Goal: Rewrite these lines, switching "even-odd rule" to "nonzero winding rule" and keeping everything else the same. Omit the pictures from your answer.

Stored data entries
= = =

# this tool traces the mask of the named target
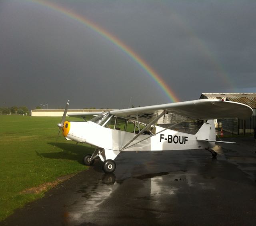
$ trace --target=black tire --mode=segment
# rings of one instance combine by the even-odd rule
[[[116,163],[113,160],[108,159],[104,162],[102,168],[106,173],[113,172],[116,169]]]
[[[91,155],[86,155],[84,156],[83,158],[83,163],[86,166],[91,166],[93,165],[94,162],[94,159],[93,159],[91,161],[89,161],[91,157]]]

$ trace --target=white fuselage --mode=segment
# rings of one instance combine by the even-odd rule
[[[70,123],[67,138],[105,150],[120,151],[122,147],[136,135],[132,133],[105,128],[90,121]],[[156,133],[164,128],[156,126]],[[166,129],[132,145],[149,136],[141,135],[122,151],[194,149],[206,148],[209,146],[208,142],[197,141],[196,134],[189,134],[170,129]]]

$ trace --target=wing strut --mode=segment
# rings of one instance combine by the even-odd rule
[[[155,123],[156,121],[157,121],[161,117],[162,117],[164,114],[165,113],[165,111],[164,111],[161,114],[160,114],[157,117],[155,118],[153,120],[152,120],[149,123],[148,123],[146,126],[145,126],[142,129],[140,132],[137,134],[136,136],[135,136],[133,138],[130,140],[129,141],[128,141],[125,145],[124,145],[122,147],[119,151],[122,151],[122,150],[124,150],[126,147],[127,147],[133,141],[134,141],[135,139],[136,139],[138,137],[139,137],[140,135],[142,134],[142,133],[144,131],[146,131],[147,129],[148,129],[151,125]]]
[[[140,142],[141,142],[142,141],[145,141],[145,140],[146,140],[147,139],[148,139],[148,138],[150,138],[151,137],[153,137],[153,136],[155,136],[156,135],[157,135],[158,133],[162,133],[162,132],[163,132],[165,130],[166,130],[166,129],[170,129],[170,128],[171,128],[178,124],[180,124],[180,123],[182,123],[182,122],[184,122],[184,121],[186,121],[186,120],[188,120],[188,119],[184,119],[181,121],[180,121],[180,122],[179,122],[178,123],[177,123],[174,124],[170,126],[169,127],[166,128],[165,129],[162,129],[162,130],[161,130],[161,131],[160,131],[159,132],[158,132],[158,133],[155,133],[154,134],[153,134],[152,135],[150,135],[149,137],[146,137],[146,138],[144,138],[144,139],[143,139],[143,140],[142,140],[141,141],[138,141],[138,142],[136,142],[134,144],[132,144],[131,145],[130,145],[129,146],[128,146],[128,147],[127,147],[127,148],[129,148],[130,147],[131,147],[132,146],[133,146],[133,145],[136,145],[137,144],[138,144],[138,143],[139,143]]]

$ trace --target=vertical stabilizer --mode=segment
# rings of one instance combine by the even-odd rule
[[[215,141],[215,125],[213,120],[208,120],[204,123],[196,135],[197,140],[202,141]],[[215,143],[211,143],[211,146],[214,146]]]

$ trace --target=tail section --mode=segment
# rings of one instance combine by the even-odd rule
[[[208,120],[204,123],[196,134],[196,137],[198,141],[210,141],[209,146],[213,147],[216,139],[214,120]]]

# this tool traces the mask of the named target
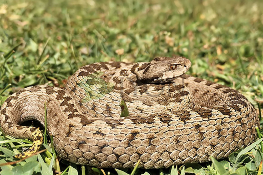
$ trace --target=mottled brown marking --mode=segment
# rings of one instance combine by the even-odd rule
[[[139,68],[138,68],[138,71],[141,71],[142,70],[143,70],[145,69],[146,67],[149,65],[150,64],[150,63],[144,63],[140,66]]]
[[[54,87],[49,86],[47,86],[44,87],[44,88],[46,89],[46,92],[47,93],[48,95],[50,95],[51,94],[55,93],[56,92],[55,91],[54,91],[53,89]]]
[[[200,83],[201,81],[202,81],[203,80],[204,80],[201,78],[200,78],[196,77],[195,77],[194,79],[194,81],[196,83]]]

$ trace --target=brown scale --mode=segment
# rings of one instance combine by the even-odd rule
[[[35,140],[37,146],[22,153],[29,155],[39,148],[41,132],[20,125],[33,119],[44,125],[46,102],[47,131],[58,155],[98,167],[131,167],[139,160],[145,168],[204,162],[251,144],[259,121],[251,104],[229,88],[184,75],[190,65],[175,57],[85,66],[63,89],[36,86],[11,95],[1,107],[0,124],[6,134]],[[83,101],[77,82],[99,72],[115,89]],[[122,99],[129,116],[120,117]]]

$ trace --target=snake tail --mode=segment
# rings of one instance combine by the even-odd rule
[[[24,158],[37,152],[43,140],[43,134],[39,129],[21,126],[21,124],[32,120],[39,121],[44,126],[45,102],[47,104],[48,116],[51,115],[52,113],[59,112],[54,111],[52,108],[57,104],[51,102],[55,100],[55,96],[51,94],[51,88],[49,89],[49,87],[45,89],[36,86],[21,90],[11,96],[1,107],[0,122],[4,133],[17,138],[28,139],[33,142],[29,149],[15,156],[16,158]],[[64,91],[57,88],[57,91]],[[52,87],[52,93],[55,93],[57,91],[53,90],[54,88]]]

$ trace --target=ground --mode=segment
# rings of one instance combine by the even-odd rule
[[[63,87],[69,76],[89,63],[180,55],[192,62],[188,73],[237,89],[261,117],[262,9],[259,0],[0,0],[0,104],[28,86]],[[0,163],[14,161],[12,156],[32,143],[1,136]],[[181,174],[261,174],[262,148],[251,147],[219,163],[179,166],[178,170]],[[2,166],[0,174],[52,174],[49,150],[42,153],[43,160],[39,155]],[[55,165],[63,174],[88,171],[65,163]],[[147,171],[177,173],[171,168]],[[144,172],[137,169],[135,174]]]

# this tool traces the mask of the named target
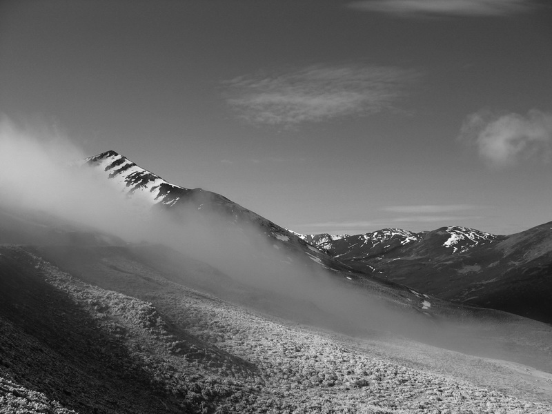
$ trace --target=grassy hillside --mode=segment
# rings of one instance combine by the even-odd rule
[[[184,276],[175,283],[175,274],[131,258],[89,257],[77,277],[36,250],[0,248],[0,412],[552,407],[546,373],[389,333],[352,338],[286,322],[186,286]]]

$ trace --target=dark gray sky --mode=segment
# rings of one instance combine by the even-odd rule
[[[0,111],[299,233],[552,220],[552,9],[0,2]]]

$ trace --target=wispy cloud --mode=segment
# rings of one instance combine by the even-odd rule
[[[535,7],[531,0],[364,0],[348,6],[402,17],[424,15],[505,16]]]
[[[459,140],[475,146],[491,167],[511,166],[529,160],[549,162],[552,155],[552,114],[536,109],[526,117],[480,111],[468,116]]]
[[[319,221],[297,225],[297,229],[300,229],[306,234],[331,233],[331,234],[362,234],[375,231],[388,227],[400,227],[406,230],[418,231],[422,225],[427,224],[431,230],[442,226],[457,225],[459,223],[465,222],[466,220],[476,220],[484,218],[482,216],[463,216],[463,215],[444,215],[439,214],[420,214],[405,215],[386,219],[377,219],[374,220],[351,220],[342,221]],[[293,229],[295,230],[295,228]]]
[[[224,82],[227,102],[252,124],[293,126],[366,116],[395,108],[413,71],[380,66],[313,66]]]
[[[475,210],[477,208],[481,208],[481,206],[473,204],[433,204],[426,206],[389,206],[384,207],[382,210],[392,213],[428,214]]]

= = =

Result:
# this tool traces the mask of the named target
$ trace --target=black tire --mode=segment
# rings of one instance combine by the nonzero winding rule
[[[116,163],[113,160],[108,159],[104,162],[102,168],[106,173],[113,172],[116,169]]]
[[[91,155],[86,155],[84,156],[83,158],[83,163],[86,166],[91,166],[93,165],[94,162],[94,159],[93,159],[91,161],[89,161],[91,157]]]

$ trace --target=white fuselage --mode=segment
# rings of one instance combine by the nonzero winding rule
[[[70,123],[67,138],[105,150],[120,151],[122,147],[136,135],[132,133],[105,128],[90,121]],[[156,133],[164,128],[156,126]],[[166,129],[132,145],[149,136],[141,135],[122,151],[194,149],[206,148],[209,146],[208,142],[197,141],[196,134],[189,134],[170,129]]]

$ trace --target=wing strut --mode=segment
# rings of one instance combine by the nonzero winding rule
[[[155,123],[156,121],[157,121],[161,117],[162,117],[164,114],[165,113],[165,111],[164,111],[161,114],[160,114],[157,117],[155,118],[153,120],[152,120],[149,123],[148,123],[146,126],[145,126],[142,129],[140,132],[137,134],[136,136],[135,136],[133,138],[130,140],[129,141],[128,141],[125,145],[124,145],[122,147],[119,151],[122,151],[122,150],[124,150],[126,147],[127,147],[133,141],[134,141],[135,139],[136,139],[138,137],[139,137],[140,135],[142,134],[142,133],[144,131],[146,131],[147,129],[148,129],[151,125]]]
[[[140,142],[141,142],[142,141],[145,141],[145,140],[146,140],[147,139],[148,139],[148,138],[150,138],[151,137],[153,137],[153,136],[155,136],[156,135],[157,135],[158,133],[162,133],[162,132],[163,132],[165,130],[166,130],[166,129],[170,129],[170,128],[171,128],[178,124],[180,124],[180,123],[182,123],[182,122],[184,122],[184,121],[186,121],[186,120],[188,120],[188,119],[184,119],[181,121],[180,121],[180,122],[179,122],[178,123],[177,123],[174,124],[170,126],[169,127],[166,128],[165,129],[162,129],[162,130],[161,130],[161,131],[160,131],[159,132],[158,132],[158,133],[155,133],[154,134],[153,134],[152,135],[150,135],[149,137],[146,137],[146,138],[144,138],[144,139],[143,139],[143,140],[142,140],[141,141],[138,141],[138,142],[136,142],[134,144],[132,144],[131,145],[130,145],[129,146],[128,146],[128,147],[127,147],[127,148],[129,148],[130,147],[131,147],[132,146],[133,146],[133,145],[136,145],[137,144],[138,144],[138,143],[139,143]]]

$ trace --target=vertical stabilizer --mode=segment
# rings of one instance combine by the nonzero winding rule
[[[215,141],[215,125],[213,120],[208,120],[204,123],[196,135],[197,140],[202,141]],[[215,143],[211,143],[211,146],[214,146]]]

$ trace --target=tail section --mode=segment
# rings of one instance combine by the nonzero winding rule
[[[208,120],[204,123],[196,134],[196,137],[198,141],[210,141],[209,146],[213,147],[216,139],[214,120]]]

# this tool traces the mask of the named target
$ trace --target=mottled brown marking --mode=segment
# rings of one instance combine by the nonzero winding rule
[[[139,68],[138,68],[138,71],[141,71],[142,70],[143,70],[145,69],[146,67],[149,65],[150,64],[150,63],[144,63],[140,66]]]
[[[54,87],[49,86],[47,86],[44,87],[44,88],[46,89],[46,92],[47,93],[48,95],[50,95],[51,94],[55,93],[56,92],[55,91],[54,91],[53,89]]]
[[[200,83],[201,81],[202,81],[203,80],[204,80],[201,78],[200,78],[196,77],[195,77],[194,79],[194,81],[196,83]]]

$ trace --target=brown scale --mode=segment
# rings of one instance combine by the nonzero winding rule
[[[35,140],[37,146],[22,153],[29,155],[39,148],[41,132],[20,125],[33,119],[44,125],[46,102],[47,131],[58,155],[98,167],[131,167],[139,160],[145,168],[204,162],[251,144],[259,121],[251,104],[229,88],[184,75],[190,65],[175,57],[85,66],[63,89],[36,86],[11,95],[1,107],[0,124],[6,134]],[[83,101],[77,82],[99,72],[115,89]],[[122,99],[129,116],[120,117]]]

$ trace --target=snake tail --mode=segment
# rings of one instance combine by the nonzero winding rule
[[[24,158],[37,152],[43,140],[43,134],[39,129],[21,126],[21,124],[32,120],[39,121],[44,126],[45,102],[47,104],[48,116],[51,115],[52,113],[59,112],[54,111],[52,108],[57,104],[51,102],[55,100],[55,96],[51,94],[51,88],[49,89],[49,87],[45,89],[36,86],[21,90],[11,96],[1,107],[0,122],[4,133],[17,138],[28,139],[33,142],[29,149],[15,156],[16,158]],[[64,91],[57,88],[57,91]],[[52,87],[52,93],[55,93],[57,91],[53,90],[54,88]]]

$ trace --target=ground --mode=segment
# rings of one instance combine by the nonzero winding rule
[[[63,87],[69,76],[89,63],[180,55],[192,62],[188,73],[237,89],[261,117],[262,9],[259,0],[0,0],[0,104],[28,86]],[[0,163],[14,161],[12,156],[32,143],[1,136]],[[181,174],[261,174],[262,148],[251,147],[219,163],[179,166],[178,170]],[[2,166],[0,174],[52,174],[49,150],[42,153],[43,160],[39,155]],[[55,165],[63,174],[88,171],[65,163]],[[147,171],[177,173],[171,168]],[[144,172],[137,169],[135,174]]]

# this tool traces the mask of the named target
$ trace --target=grassy hillside --mode=segment
# rings of one instance combine by the nonzero winding rule
[[[184,276],[175,283],[175,274],[131,258],[89,257],[77,277],[36,250],[0,248],[0,412],[552,407],[546,373],[389,333],[352,338],[286,322],[186,286]]]

$ trace --target=dark gray sky --mode=segment
# rings of one instance combine by the nonzero winding rule
[[[0,111],[299,233],[552,220],[552,9],[0,2]]]

$ trace --target=wispy cloud --mode=segment
# rings of one instance combine by the nonzero winding rule
[[[535,7],[531,0],[364,0],[348,6],[402,17],[424,15],[505,16]]]
[[[459,140],[475,146],[491,167],[511,166],[529,160],[549,162],[552,155],[552,114],[536,109],[526,117],[480,111],[468,116]]]
[[[319,221],[297,225],[297,229],[300,229],[306,234],[331,233],[331,234],[362,234],[375,231],[388,227],[400,227],[406,230],[418,231],[422,225],[427,224],[431,230],[442,226],[457,225],[459,223],[465,222],[466,220],[476,220],[484,218],[482,216],[463,216],[463,215],[444,215],[439,214],[420,214],[405,215],[386,219],[377,219],[374,220],[351,220],[342,221]],[[293,229],[295,230],[295,228]]]
[[[224,82],[227,102],[252,124],[293,126],[366,116],[395,108],[413,71],[380,66],[313,66]]]
[[[475,210],[477,208],[481,208],[481,206],[473,204],[433,204],[426,206],[389,206],[384,207],[382,210],[392,213],[428,214]]]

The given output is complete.